WHAT IS ASKED:
Write out the following lines again, beginning at the line that contains "query: the noun phrase to segment: glass" and stopping after the line that contains "[[[372,96],[74,51],[77,462],[356,463]]]".

+++

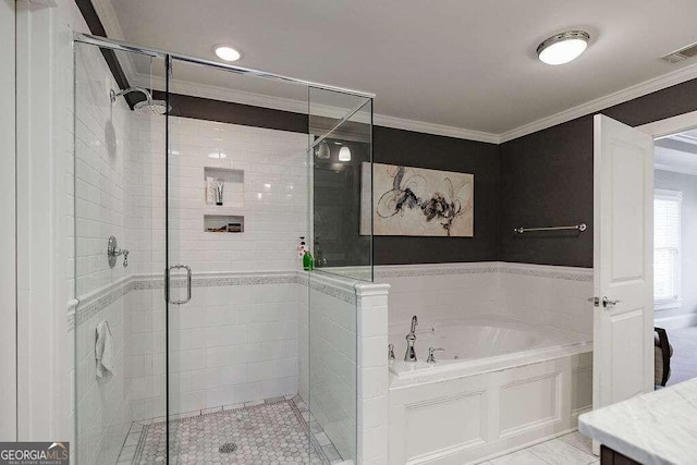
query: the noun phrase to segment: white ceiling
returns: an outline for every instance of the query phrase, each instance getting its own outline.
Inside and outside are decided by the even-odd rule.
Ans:
[[[95,3],[100,14],[113,8],[102,22],[127,42],[206,59],[213,44],[230,44],[245,53],[240,65],[372,91],[376,113],[492,134],[697,69],[659,60],[697,41],[695,0]],[[541,40],[571,28],[590,34],[585,54],[561,66],[536,59]],[[220,85],[189,71],[180,77]]]

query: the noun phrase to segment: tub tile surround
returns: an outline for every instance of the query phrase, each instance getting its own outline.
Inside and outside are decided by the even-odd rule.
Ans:
[[[375,281],[391,285],[390,327],[419,330],[433,321],[502,316],[592,335],[588,302],[592,269],[500,261],[379,266]]]
[[[376,281],[391,285],[390,332],[406,334],[411,317],[418,316],[417,344],[419,330],[482,316],[591,339],[589,269],[506,262],[376,267]],[[395,345],[401,357],[401,336]],[[389,463],[485,461],[575,430],[591,405],[590,348],[572,344],[523,362],[437,376],[389,375]]]

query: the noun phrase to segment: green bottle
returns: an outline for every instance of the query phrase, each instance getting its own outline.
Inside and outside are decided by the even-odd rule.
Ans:
[[[305,250],[305,255],[303,255],[303,269],[305,271],[313,271],[315,269],[315,260],[309,250]]]

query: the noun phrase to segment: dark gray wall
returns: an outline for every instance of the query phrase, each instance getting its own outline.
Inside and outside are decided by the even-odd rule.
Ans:
[[[475,175],[474,237],[375,236],[376,265],[498,259],[499,148],[453,137],[376,126],[372,159]]]
[[[633,126],[697,110],[697,79],[602,110]],[[499,146],[501,157],[499,259],[592,267],[592,115]],[[575,224],[583,234],[515,237],[516,227]]]

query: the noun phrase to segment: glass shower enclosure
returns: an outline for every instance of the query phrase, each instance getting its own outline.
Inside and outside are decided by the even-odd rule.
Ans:
[[[372,96],[74,51],[77,462],[356,463]]]

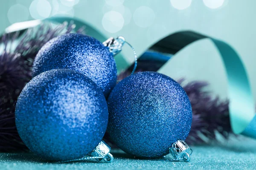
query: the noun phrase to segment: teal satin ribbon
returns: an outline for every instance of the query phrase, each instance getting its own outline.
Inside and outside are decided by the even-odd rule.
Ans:
[[[239,56],[230,45],[223,41],[195,32],[183,31],[162,39],[151,48],[175,54],[189,44],[205,38],[212,42],[224,64],[228,79],[230,115],[233,132],[256,138],[254,102],[248,76]],[[168,75],[167,71],[161,73]]]
[[[57,17],[47,18],[45,20],[58,23],[73,20],[77,26],[76,28],[85,26],[87,34],[102,42],[107,39],[93,27],[77,19]],[[20,24],[22,25],[22,23]],[[40,22],[38,23],[39,24]],[[26,23],[24,23],[23,25],[24,24]],[[17,26],[16,25],[10,27]],[[24,28],[24,26],[23,27]],[[213,42],[218,50],[224,63],[228,78],[229,110],[233,131],[236,134],[242,134],[256,138],[254,102],[248,76],[239,55],[230,45],[223,41],[195,32],[183,31],[172,34],[161,40],[150,48],[162,52],[175,54],[189,44],[205,38],[211,40]],[[119,72],[129,65],[125,57],[120,54],[115,57],[115,60]],[[166,64],[171,63],[167,62]],[[169,74],[168,72],[163,73],[167,75]]]

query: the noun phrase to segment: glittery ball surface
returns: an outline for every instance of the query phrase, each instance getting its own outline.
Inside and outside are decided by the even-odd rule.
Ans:
[[[137,157],[166,155],[190,130],[189,98],[178,83],[163,74],[144,72],[127,77],[111,91],[108,105],[111,138]]]
[[[101,141],[108,120],[100,89],[84,74],[67,69],[34,77],[18,98],[15,121],[34,153],[60,161],[81,158]]]
[[[33,76],[56,68],[84,74],[98,85],[106,97],[116,84],[116,66],[112,54],[101,42],[87,35],[61,35],[43,46],[34,62]]]

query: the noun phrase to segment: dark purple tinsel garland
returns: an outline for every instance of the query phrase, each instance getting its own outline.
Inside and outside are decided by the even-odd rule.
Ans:
[[[0,45],[4,47],[0,54],[0,152],[27,150],[17,133],[15,124],[15,106],[20,92],[32,78],[33,62],[46,42],[59,35],[73,31],[72,22],[64,23],[55,28],[44,24],[28,29],[15,49],[11,50],[19,32],[4,34]],[[84,28],[76,32],[81,33]]]
[[[4,44],[5,48],[0,54],[0,152],[27,150],[15,125],[14,113],[17,99],[32,78],[33,62],[39,50],[49,40],[70,32],[73,28],[73,23],[68,25],[65,23],[55,29],[47,25],[30,29],[22,36],[12,51],[10,51],[7,44],[12,44],[19,35],[19,33],[6,34],[2,37],[0,44]],[[83,30],[81,28],[77,32],[81,33]],[[138,71],[152,71],[152,68],[155,67],[154,62],[146,61],[140,64],[139,62]],[[145,62],[148,64],[146,66]],[[129,71],[123,73],[119,79],[130,74]],[[205,82],[194,81],[184,85],[184,79],[178,82],[187,93],[192,108],[192,126],[187,142],[190,144],[209,143],[216,139],[215,131],[227,138],[231,133],[228,102],[221,101],[218,98],[213,98],[209,92],[204,91],[208,85]]]

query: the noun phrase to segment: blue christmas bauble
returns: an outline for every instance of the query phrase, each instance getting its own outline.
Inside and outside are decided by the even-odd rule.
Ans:
[[[189,98],[178,83],[163,74],[144,72],[127,77],[111,91],[108,105],[111,139],[135,156],[165,155],[190,130]]]
[[[108,120],[100,89],[84,74],[52,70],[26,85],[17,102],[19,135],[33,153],[61,161],[81,158],[100,142]]]
[[[33,76],[57,68],[84,74],[98,85],[106,97],[116,83],[116,66],[112,54],[101,42],[87,35],[64,34],[42,47],[34,62]]]

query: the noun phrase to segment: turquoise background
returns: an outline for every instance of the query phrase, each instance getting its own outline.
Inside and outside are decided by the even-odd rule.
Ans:
[[[139,55],[158,40],[182,30],[192,30],[223,40],[241,57],[254,99],[256,96],[255,0],[2,0],[1,3],[1,32],[17,22],[60,15],[81,20],[106,37],[124,36]],[[128,46],[122,54],[126,62],[133,62]],[[178,52],[160,72],[168,71],[175,79],[184,77],[187,81],[207,81],[214,94],[225,99],[227,81],[219,55],[210,40],[202,40]],[[114,152],[116,159],[111,164],[51,164],[33,155],[2,153],[0,169],[255,168],[255,140],[239,136],[224,141],[218,146],[192,146],[194,152],[189,163],[131,159],[119,151]]]
[[[0,6],[0,31],[3,31],[14,22],[43,19],[44,17],[34,14],[39,9],[44,17],[60,15],[81,19],[106,37],[122,35],[140,55],[171,33],[193,30],[224,40],[235,48],[246,67],[255,99],[256,24],[254,21],[256,1],[74,0],[77,3],[70,7],[69,6],[73,4],[69,0],[49,0],[51,8],[49,12],[49,5],[47,3],[45,5],[46,0],[35,0],[36,2],[41,2],[41,6],[37,9],[30,8],[30,11],[32,0],[3,0]],[[222,5],[218,8],[211,8],[220,4]],[[44,10],[42,11],[42,9]],[[146,17],[147,16],[151,17]],[[122,52],[129,63],[134,60],[130,50],[125,47]],[[176,55],[178,56],[169,61],[172,67],[167,68],[172,78],[207,80],[215,94],[223,99],[227,97],[227,80],[222,62],[210,41],[193,43]]]

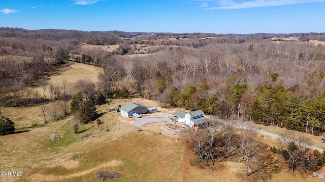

+++

RESPONSE:
query: the noun phrase to segment: glass shower enclosure
returns: an outline for every instance of the query phrase, each instance getting its own outline.
Inside and outside are decided by the even-odd rule.
Ans:
[[[372,96],[74,51],[77,462],[356,463]]]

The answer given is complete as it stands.